YOUR OBJECTIVE | Reproduce the entries so that every line matches the original exactly.
--*--
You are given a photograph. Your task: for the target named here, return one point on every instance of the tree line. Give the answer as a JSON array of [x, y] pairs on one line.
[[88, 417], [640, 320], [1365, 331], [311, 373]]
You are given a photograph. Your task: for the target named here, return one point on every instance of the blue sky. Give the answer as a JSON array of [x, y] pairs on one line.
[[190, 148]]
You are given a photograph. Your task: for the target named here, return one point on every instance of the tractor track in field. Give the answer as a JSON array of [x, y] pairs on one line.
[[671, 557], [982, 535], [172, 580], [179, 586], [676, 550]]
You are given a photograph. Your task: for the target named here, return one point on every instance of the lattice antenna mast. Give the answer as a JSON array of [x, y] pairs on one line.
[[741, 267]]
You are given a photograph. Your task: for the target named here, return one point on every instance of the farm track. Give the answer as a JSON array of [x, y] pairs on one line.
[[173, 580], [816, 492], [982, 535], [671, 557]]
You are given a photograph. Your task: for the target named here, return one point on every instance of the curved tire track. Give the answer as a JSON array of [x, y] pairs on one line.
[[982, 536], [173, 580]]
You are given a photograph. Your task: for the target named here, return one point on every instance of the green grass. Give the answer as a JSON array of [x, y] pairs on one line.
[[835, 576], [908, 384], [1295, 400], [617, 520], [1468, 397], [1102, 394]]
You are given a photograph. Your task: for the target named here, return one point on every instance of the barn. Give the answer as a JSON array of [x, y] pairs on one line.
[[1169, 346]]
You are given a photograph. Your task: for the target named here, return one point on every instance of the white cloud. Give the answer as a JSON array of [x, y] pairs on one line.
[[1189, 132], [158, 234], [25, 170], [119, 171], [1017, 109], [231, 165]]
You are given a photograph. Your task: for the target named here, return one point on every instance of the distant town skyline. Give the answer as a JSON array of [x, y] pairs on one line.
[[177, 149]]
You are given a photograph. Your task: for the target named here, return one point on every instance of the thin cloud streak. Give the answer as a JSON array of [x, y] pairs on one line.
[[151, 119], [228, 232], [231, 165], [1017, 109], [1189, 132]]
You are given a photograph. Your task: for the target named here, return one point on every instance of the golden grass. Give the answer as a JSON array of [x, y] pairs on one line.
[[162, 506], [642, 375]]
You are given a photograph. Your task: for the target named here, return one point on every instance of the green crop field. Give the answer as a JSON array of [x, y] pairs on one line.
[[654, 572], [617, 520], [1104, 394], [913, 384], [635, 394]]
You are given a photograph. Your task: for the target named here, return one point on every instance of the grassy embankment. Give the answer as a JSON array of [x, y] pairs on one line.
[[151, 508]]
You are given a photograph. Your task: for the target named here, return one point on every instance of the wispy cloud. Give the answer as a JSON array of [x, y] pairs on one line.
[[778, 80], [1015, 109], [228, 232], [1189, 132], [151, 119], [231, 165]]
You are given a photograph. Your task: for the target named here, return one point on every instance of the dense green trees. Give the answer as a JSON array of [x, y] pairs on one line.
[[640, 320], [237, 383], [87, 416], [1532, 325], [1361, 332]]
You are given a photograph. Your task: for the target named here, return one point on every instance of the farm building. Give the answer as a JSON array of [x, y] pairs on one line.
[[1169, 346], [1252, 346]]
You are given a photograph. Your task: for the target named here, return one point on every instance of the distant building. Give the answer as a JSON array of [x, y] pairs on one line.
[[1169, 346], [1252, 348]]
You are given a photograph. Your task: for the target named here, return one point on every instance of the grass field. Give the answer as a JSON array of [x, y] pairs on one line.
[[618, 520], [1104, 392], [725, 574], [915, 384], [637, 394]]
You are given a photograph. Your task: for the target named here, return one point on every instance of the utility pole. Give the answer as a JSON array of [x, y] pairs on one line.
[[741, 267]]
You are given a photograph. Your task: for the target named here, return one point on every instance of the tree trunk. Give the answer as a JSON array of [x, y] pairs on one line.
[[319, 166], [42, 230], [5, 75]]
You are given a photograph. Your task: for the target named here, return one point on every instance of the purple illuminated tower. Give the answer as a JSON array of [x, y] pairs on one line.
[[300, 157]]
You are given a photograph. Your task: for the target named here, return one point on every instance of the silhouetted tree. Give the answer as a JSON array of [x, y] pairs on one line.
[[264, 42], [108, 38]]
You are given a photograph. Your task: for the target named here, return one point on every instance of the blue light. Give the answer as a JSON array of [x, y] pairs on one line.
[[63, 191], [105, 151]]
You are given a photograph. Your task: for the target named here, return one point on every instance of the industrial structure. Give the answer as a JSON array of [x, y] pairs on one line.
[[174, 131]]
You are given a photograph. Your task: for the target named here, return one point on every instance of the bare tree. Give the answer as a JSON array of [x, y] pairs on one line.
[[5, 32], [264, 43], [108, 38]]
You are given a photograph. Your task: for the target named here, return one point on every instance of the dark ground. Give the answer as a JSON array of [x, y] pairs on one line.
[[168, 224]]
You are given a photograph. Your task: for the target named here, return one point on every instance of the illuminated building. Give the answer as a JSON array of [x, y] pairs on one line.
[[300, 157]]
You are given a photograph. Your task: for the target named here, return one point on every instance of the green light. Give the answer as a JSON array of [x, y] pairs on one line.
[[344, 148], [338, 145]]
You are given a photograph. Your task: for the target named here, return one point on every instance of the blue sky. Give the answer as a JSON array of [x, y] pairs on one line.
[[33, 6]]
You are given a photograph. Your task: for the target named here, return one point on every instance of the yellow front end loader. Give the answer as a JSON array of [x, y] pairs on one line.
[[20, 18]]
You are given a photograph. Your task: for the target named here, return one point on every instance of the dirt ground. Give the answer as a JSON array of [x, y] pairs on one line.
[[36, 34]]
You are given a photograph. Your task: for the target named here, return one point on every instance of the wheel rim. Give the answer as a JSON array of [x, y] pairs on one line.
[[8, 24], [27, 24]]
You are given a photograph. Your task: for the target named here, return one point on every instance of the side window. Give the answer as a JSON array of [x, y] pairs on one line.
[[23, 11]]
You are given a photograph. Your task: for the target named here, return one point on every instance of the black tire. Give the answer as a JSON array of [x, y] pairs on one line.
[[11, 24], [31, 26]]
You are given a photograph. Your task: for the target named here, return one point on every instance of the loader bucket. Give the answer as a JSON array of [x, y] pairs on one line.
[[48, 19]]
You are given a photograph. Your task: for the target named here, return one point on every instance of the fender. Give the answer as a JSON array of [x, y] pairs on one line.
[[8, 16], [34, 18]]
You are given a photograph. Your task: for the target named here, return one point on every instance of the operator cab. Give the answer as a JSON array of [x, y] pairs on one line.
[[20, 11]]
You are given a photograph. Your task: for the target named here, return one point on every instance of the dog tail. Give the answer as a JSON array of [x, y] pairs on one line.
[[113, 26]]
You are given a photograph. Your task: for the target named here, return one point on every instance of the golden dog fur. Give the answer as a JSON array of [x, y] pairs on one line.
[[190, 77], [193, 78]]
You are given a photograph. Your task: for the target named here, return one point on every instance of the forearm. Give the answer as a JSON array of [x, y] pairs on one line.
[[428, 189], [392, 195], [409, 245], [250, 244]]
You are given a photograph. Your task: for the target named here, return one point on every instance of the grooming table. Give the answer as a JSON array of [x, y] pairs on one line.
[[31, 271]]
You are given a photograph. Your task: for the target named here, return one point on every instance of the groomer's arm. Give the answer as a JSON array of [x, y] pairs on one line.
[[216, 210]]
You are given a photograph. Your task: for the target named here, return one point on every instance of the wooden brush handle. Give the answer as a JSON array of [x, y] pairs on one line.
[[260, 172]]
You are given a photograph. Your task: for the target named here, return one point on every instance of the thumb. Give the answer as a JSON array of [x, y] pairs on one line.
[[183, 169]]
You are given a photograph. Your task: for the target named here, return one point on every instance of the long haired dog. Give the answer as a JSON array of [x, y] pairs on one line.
--*--
PROBLEM SOLUTION |
You are given a photograph. Your task: for the target named here, return one point on every instance of the tree line. Give the answer as a JSON array of [x, y] pairs on one line.
[[88, 417], [640, 320], [1365, 331], [311, 373]]
You are given a photograph. Your task: for the target named here, return one point on every instance of the blue sky. Give the answer as a JSON array of [x, y] pairs on one line.
[[190, 148]]
You are given a photograph. Your task: for the target named here, return one point on every instance of the tractor track in field. Give the answer as a JSON array of [x, y] pairs on one line.
[[671, 557], [982, 535], [172, 580], [179, 586], [676, 550]]
You are given a photograph. Your task: for the target named here, return one point on every instance of the lattice antenna mast. Give the answer as a JSON array of [x, y] pairs on one line.
[[741, 267]]
You are given a photograph. Your task: for the target named here, return one point on every instance of the farm track. Give the answer as a JSON array of [x, y] pairs on one line.
[[173, 580], [816, 492], [982, 535], [671, 557]]
You are given a photograph. Your task: for the target named here, return one point on every instance of the curved tire track. Give the answer as a JSON array of [x, y] pairs on one line.
[[982, 536], [173, 580]]
You are given a photograph. Your task: for the target named here, return one point on every instance of the green grass. Give the answer as a JSON array of [x, y] pairs on one line.
[[835, 576], [908, 384], [1295, 400], [617, 520], [1468, 397], [1102, 394]]
You are given a photograph. Your task: for the target named here, return one point on every instance of the barn. Give the answer as a JSON array of [x, y] pairs on one line.
[[1169, 346]]
You are given a photograph. Your task: for the target named here, return one point on every instance of the white cloud. Give the answer as a JSON array of [x, y] pairs on one line.
[[1189, 132], [158, 234], [25, 170], [119, 171], [1017, 109], [231, 165]]
You are given a photograph. Your task: for the target named here, return one point on every instance of the distant town skyline. Give the answer as a JSON array of [x, y] pairs on one line.
[[177, 149]]
You are given a photograph. Your task: for the target named here, return one point on every instance of the thin cloud streak. Give the answer as a JSON array of [x, y] pairs on one line.
[[151, 119], [228, 232], [231, 165], [1017, 109], [1189, 132]]
You are given a photograph. Your task: for the target named here, return one point on every instance of the golden grass. Give the answer as a JSON array of [x, y] pairs on one line.
[[162, 506], [642, 375]]
You are given a photograph. Your task: for the target named here, return one point on every instance of the green crop field. Give the answer as a JSON array of [x, y] pairs on one line.
[[654, 572], [617, 520], [1104, 394], [913, 384], [635, 394]]
You are given a photograph. Your task: for the target named here, return one point on every instance of the grassy embankment. Give the answer as a JSON array of [x, y] pairs on one line.
[[151, 508]]
You are given a photograph. Your task: for the target named here, return one point on every instance of the wispy cloud. Give the answer as a JSON array of [x, y] pairs on one line.
[[778, 80], [1015, 109], [228, 232], [1189, 132], [151, 119], [231, 165]]
You are given a photograph. Your task: for the target named here, return one point on every instance of the dense green trees. Give the answer as a JSON array of [x, y] pairs on one line.
[[640, 320], [237, 383], [87, 416], [1532, 325], [1361, 332]]
You are given a photograph. Your task: for the target named here, return one point on every instance of the farm building. Give the answer as a JSON array of [x, y] pairs on one line.
[[1169, 346], [1252, 346]]
You are given a photograph. Your task: for the target named here, return one point on every instance of the distant building. Give the answer as a JSON array of [x, y] pairs on one line.
[[1169, 346], [1252, 348]]
You are given a photograph. Your task: for the target named here, return one point on every instance of the grass field. Give the answer as a JSON array of [x, y] pairs on one line.
[[618, 520], [1104, 392], [725, 574], [915, 384], [637, 394]]
You are given a photograph. Your task: for the target named here, return one point on every instance of the utility pole. Give the answer as a JSON array of [x, y] pairs on one line.
[[741, 267]]
You are given a photograph. Your task: for the target named here, return one point on every instance of the tree trunk. Give the answer as a JSON array of [x, y] pairs on one line.
[[319, 166], [42, 230], [5, 75]]
You are given a photograph. Your task: for the target named here, return one point on every instance of the purple illuminated tower. Give the answer as a JSON array of [x, y] pairs on one line.
[[300, 157]]
You are given a photograph. Your task: for the target named here, return one point on every instance of the silhouetted tree. Give the answer as a JSON array of [x, y] pairs on one line.
[[264, 42], [108, 38]]
You are given a photograph. Your task: for the target named here, return one point on every instance of the blue light. Give the answer as a JSON array of [x, y] pairs on one line.
[[63, 191], [105, 151]]
You are given a photograph. Your task: for the target named here, return one point on every instance of the industrial structure. Give the answer as a JSON array of [x, y] pairs on one line.
[[174, 131]]
You are given a photograph. Your task: for the target named here, return one point on every instance of the bare tree. Give the answer as a JSON array of [x, y] pairs on one line.
[[5, 32], [264, 43], [108, 38]]
You are given a photograph. Your task: for the target named here, return one point on every instance of the dark ground. Give the answer as a JSON array of [x, y] pairs on one line.
[[168, 224]]
You are given a photograph. Your task: for the target named here, return one point on every instance of the illuminated building. Give the answer as a JSON array of [x, y] pairs on one line.
[[300, 157]]
You are given a photograph. Your task: for the target named here, return one point on every instance of the green light. Give the answer as a JSON array of [x, y] pairs on one line.
[[344, 148], [338, 145]]
You are given a photograph. Your task: for the target named here, return one point on every instance of the blue sky. Give the answer as a JSON array of [x, y] pairs on one line.
[[33, 6]]
You are given a photograph. Your task: for the target named here, return one point on every instance of the yellow front end loader. Give the answer as a JSON array of [x, y] pairs on one line.
[[20, 18]]
You are given a photograph. Your task: for the target named here, return one point on every instance of the dirt ground. Give the answer as a JSON array of [x, y] pairs on one line.
[[36, 34]]
You are given a photograph. Your task: for the target named here, return one point on every instance of the wheel rim. Give the answer as a JSON array of [x, y] pairs on one line.
[[8, 24], [27, 24]]
You are given a photograph. Your task: for the target named here, return one point on every instance of the side window. Give the answer as a JSON array of [x, y] pairs on one line.
[[23, 11]]
You are given a photograph. Your task: for the target named here, return one point on every instance of the black tire. Give the answer as a JSON array of [x, y] pairs on one line.
[[11, 24], [31, 26]]
You are given a photograph. Your task: for the target named here, return one point on every instance of the loader bucket. Give the answer as a JSON array of [x, y] pairs on one line.
[[48, 19]]
You are given a photograph. Your task: for the target named here, return one point on every instance of the fender. Give the answer as a JSON array of [x, y] pairs on one line.
[[8, 16], [34, 18]]
You are given a photograph. Your task: for the target named here, return one point on every instance of the operator cab. Give the answer as a JSON array of [x, y] pairs on one line.
[[20, 11]]
You are given a photograph. Your task: for the target named here, return one point on every instance of the dog tail. Give the answer as a JSON array of [x, y] pairs on one line.
[[113, 26]]
You are given a photograph. Your task: for the target named here, return one point on every instance of the golden dog fur. Give the answer as a JSON array of [x, y] pairs on one line.
[[190, 77], [193, 78]]
You are given a photograph. Your task: for the target named here, return one point on every instance of the forearm. Give the answer as a JSON array of [x, y] pairs on one line.
[[428, 189], [392, 195], [409, 245], [250, 244]]
You are given a photograph. Your task: for the target named here, return one point on every instance of the grooming table. Give the answer as a JSON array of [x, y] pairs on one line.
[[31, 271]]
You are given a photograph. Your task: for the target named here, return one point on every instance of the groomer's arm. Give the answer as a JSON array of [x, y] pairs on one line.
[[216, 210]]
You are given a photograph. Your task: for the target named here, return one point on every instance of the wooden brush handle. Give the answer as a JSON array of [x, y] pairs on one line.
[[260, 172]]
You are given a photograph. Your task: for the target named here, return one point on every instance of the thumb. Give the answer as a JSON array of [x, y] pairs on one line.
[[183, 169]]
You are given a photograph. Your task: for the target named here, return one point on every instance of the long haired dog. Give the answer as a JSON array of [x, y] pairs on one line.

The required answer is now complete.